## [REQUIRED ACTIONS]
A – In the TQ3_0 quantization pipeline description, how many stages does the Walsh-Hadamard butterfly transform have in the forward direction?
B – Render this sentence from the TQ3_0 pipeline description in Spanish: "The TQ3_0 quantization pipeline implements the TurboQuant paper's core algorithm at the per-block level."
C – Duplicate the part of the TQ3_0 pipeline description that opens with the words containing "The TQ3_0 quantization" and closes with "stages of add/sub)".

## [PASSAGE PROVIDED]
>>>>>

The TQ3_0 quantization pipeline implements the TurboQuant paper's core algorithm at the per-block level:

Forward (quantize):
  1. Copy 32 input values to temp buffer
  2. Apply random sign flips (fixed ±1 pattern)
  3. Walsh-Hadamard butterfly transform (5 stages of add/sub)
  4. Normalize by 1/√32
  5. Find amax → compute scale d = amax / 1.51
  6. Quantize each value to nearest centroid: {-1.51, -0.453, +0.453, +1.51}
  7. Pack 2-bit index (4 per byte) → qs[8]
  8. Compute residual sign → qr[4]
  9. Store scale as FP16 → gamma

Inverse (dequantize):
  1. Unpack 2-bit indices → lookup centroid → multiply by scale
  2. Walsh-Hadamard butterfly transform (5 stages)

<<<<<

## [DATA SECTION]
>>>>>

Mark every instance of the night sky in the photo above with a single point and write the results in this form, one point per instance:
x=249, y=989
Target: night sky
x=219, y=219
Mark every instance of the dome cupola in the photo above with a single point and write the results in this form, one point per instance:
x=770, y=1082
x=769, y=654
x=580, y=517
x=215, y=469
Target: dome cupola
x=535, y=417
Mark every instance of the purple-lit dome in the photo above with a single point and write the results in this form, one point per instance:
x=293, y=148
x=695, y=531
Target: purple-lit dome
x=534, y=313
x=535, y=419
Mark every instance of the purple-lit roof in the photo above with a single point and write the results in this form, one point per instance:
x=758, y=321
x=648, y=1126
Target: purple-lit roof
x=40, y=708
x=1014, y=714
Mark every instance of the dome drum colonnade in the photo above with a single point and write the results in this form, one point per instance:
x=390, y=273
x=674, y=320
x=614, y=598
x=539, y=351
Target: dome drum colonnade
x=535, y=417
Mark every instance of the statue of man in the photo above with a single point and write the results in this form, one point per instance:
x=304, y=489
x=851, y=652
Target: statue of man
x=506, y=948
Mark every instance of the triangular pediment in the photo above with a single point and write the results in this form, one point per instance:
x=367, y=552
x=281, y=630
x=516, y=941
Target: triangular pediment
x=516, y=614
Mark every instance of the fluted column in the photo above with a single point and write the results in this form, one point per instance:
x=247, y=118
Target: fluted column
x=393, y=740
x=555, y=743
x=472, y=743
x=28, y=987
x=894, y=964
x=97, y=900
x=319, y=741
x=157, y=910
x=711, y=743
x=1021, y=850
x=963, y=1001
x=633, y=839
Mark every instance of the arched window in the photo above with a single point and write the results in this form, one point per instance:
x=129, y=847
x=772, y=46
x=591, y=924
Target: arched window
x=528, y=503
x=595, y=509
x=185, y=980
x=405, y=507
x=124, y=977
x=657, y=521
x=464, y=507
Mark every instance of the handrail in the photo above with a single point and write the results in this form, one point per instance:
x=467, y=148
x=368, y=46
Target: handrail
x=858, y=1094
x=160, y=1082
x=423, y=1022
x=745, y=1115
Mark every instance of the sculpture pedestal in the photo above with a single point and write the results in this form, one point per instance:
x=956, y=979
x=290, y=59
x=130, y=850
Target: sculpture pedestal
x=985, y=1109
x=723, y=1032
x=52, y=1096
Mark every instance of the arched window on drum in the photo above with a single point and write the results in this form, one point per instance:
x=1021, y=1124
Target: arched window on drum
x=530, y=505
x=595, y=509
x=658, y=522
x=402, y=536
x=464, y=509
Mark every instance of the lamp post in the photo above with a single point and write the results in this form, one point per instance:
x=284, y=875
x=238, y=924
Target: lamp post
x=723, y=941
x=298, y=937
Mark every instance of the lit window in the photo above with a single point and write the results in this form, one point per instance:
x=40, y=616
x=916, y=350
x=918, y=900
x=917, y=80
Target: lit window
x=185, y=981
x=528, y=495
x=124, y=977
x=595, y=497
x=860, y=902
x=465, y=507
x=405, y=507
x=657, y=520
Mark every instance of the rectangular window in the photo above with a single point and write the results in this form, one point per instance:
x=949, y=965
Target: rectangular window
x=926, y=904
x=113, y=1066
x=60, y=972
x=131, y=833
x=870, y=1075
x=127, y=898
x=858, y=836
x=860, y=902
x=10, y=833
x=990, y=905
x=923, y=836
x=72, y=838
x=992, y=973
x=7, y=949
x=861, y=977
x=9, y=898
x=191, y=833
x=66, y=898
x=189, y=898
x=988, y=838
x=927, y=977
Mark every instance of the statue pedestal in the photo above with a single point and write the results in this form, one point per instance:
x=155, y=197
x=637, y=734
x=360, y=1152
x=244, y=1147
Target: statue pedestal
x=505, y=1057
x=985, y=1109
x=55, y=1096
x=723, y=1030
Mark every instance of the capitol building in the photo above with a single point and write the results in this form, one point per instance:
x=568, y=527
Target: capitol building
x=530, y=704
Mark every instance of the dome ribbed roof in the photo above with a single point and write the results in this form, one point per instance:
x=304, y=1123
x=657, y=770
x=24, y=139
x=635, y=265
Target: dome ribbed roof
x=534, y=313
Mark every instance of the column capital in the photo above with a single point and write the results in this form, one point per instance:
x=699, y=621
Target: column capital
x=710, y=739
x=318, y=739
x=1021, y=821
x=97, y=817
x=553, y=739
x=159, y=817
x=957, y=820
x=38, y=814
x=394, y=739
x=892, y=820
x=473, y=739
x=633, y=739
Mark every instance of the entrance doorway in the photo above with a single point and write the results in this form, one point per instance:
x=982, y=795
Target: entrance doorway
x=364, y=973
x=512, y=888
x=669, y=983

<<<<<

## [EXERCISE RESPONSES]
A – Five stages of add/sub.

B – La canalización de cuantización TQ3_0 implementa el algoritmo central del artículo de TurboQuant a nivel de cada bloque.

C –
The TQ3_0 quantization pipeline implements the TurboQuant paper's core algorithm at the per-block level:

Forward (quantize):
  1. Copy 32 input values to temp buffer
  2. Apply random sign flips (fixed ±1 pattern)
  3. Walsh-Hadamard butterfly transform (5 stages of add/sub)